**WORK REQUIRED:** Copy out the material below word for word, leaving nothing out and adding nothing.
==*==
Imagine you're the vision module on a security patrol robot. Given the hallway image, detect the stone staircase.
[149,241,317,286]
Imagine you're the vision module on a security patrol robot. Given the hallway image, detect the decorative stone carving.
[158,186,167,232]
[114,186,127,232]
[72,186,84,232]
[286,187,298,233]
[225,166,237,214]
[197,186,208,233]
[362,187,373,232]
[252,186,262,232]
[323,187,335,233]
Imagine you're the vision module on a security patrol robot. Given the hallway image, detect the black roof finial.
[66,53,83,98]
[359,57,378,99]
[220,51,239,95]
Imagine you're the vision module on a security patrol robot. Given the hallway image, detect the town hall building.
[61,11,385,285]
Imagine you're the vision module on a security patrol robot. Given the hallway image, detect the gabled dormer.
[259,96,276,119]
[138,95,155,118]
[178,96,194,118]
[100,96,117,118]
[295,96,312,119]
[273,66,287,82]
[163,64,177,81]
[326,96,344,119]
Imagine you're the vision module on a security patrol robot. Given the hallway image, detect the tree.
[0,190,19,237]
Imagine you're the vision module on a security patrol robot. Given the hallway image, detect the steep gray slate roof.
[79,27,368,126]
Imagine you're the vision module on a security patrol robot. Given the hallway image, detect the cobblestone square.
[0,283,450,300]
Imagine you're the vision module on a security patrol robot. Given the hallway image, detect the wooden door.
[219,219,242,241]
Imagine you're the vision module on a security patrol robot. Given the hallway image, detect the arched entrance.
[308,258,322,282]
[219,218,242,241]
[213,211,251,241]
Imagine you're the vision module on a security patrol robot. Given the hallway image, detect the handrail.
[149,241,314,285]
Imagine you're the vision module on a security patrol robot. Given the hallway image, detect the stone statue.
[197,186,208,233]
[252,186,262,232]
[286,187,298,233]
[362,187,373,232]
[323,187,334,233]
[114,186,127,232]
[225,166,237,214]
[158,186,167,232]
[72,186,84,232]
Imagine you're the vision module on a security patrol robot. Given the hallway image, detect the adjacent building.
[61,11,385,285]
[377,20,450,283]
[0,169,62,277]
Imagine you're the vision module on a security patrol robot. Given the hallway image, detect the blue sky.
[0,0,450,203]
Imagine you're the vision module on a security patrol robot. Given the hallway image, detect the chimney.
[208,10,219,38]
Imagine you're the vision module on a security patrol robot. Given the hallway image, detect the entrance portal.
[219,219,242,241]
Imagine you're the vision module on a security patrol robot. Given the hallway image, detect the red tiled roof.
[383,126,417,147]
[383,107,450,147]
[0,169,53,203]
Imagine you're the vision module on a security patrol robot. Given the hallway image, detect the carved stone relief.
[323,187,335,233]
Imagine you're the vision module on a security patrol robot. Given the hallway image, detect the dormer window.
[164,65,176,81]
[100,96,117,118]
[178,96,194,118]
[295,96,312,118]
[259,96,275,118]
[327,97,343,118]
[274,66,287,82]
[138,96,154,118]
==*==
**SOLUTION BELOW:**
Imagine you're the vision module on a security patrol robot. Given the hallway image, detect the stone staircase.
[149,241,317,286]
Imagine you're the vision module on a security patrol robot. Given the hallway image, detect the decorative stone carving.
[158,186,167,232]
[114,186,127,232]
[72,186,84,232]
[286,187,298,233]
[225,166,237,214]
[197,186,208,233]
[362,187,373,232]
[252,186,262,232]
[323,187,335,233]
Imagine you're the vision module on a security patrol robot. Given the hallway image, detect the black roof finial.
[66,53,83,98]
[359,57,378,99]
[220,51,239,95]
Imagine you're the vision module on a security patrol robot. Given the hallway image, detect the town hall building.
[61,11,385,285]
Imagine you're the vision module on a security patrol robot. Given the hallway image, detect the gabled dormer.
[259,96,276,119]
[138,95,155,118]
[178,96,194,118]
[100,96,117,118]
[295,96,312,119]
[273,66,287,82]
[163,64,177,81]
[326,96,344,119]
Imagine you're the vision module on a security patrol robot. Given the hallway image, detect the tree.
[0,190,19,237]
Imagine you're the vision module on a security patrol robot. Given the hallway image, detect the steep gray slate roof.
[79,27,368,126]
Imagine you're the vision module on a security patrol robot. Given the hallway image, detect the cobblestone square.
[0,283,450,300]
Imagine you're the vision module on a security patrol robot. Given the hallway image, detect the wooden door.
[219,219,242,241]
Imagine you're the vision module on a security patrol robot. Given the hallway image, detect the arched entrance.
[308,258,322,282]
[219,218,242,241]
[213,211,251,241]
Imagine you're the vision module on a security patrol robot. Given the hallway image, detect the handrail.
[149,241,314,285]
Imagine you're the vision module on a security patrol robot. Given the hallway image, detect the stone statue.
[197,186,208,233]
[252,186,262,232]
[286,187,298,233]
[362,187,373,232]
[323,187,334,233]
[114,186,127,232]
[225,166,237,214]
[158,186,167,232]
[72,186,84,232]
Imagine you're the vision module on a security patrol robot. Given the hallway image, detect the adjacent building.
[61,11,385,285]
[377,20,450,283]
[0,169,62,277]
Imagine you're the vision module on a security patrol robot. Given the hallway image, detect the blue sky.
[0,0,450,203]
Imagine you're the vision module on a security patrol robot. Given the hallway image, detect the chimney.
[208,10,219,38]
Imagine you're the vision module on a security patrol robot. Given the hallway image, detect the entrance portal.
[219,219,242,241]
Imagine you're the vision module on a security patrol robot. Given the hallway image, detect the red tiled roof.
[383,126,417,147]
[383,107,450,147]
[0,169,53,203]
Imagine you're the vision module on a security patrol robot. Given the hallway image, detect the carved stone relief.
[323,187,335,233]
Imagine you're the vision module on a security patrol robot. Given the hallway image, detect the dormer window.
[164,65,176,81]
[100,96,117,118]
[178,96,194,118]
[295,96,312,118]
[259,96,275,118]
[327,97,343,118]
[274,66,287,82]
[138,96,154,118]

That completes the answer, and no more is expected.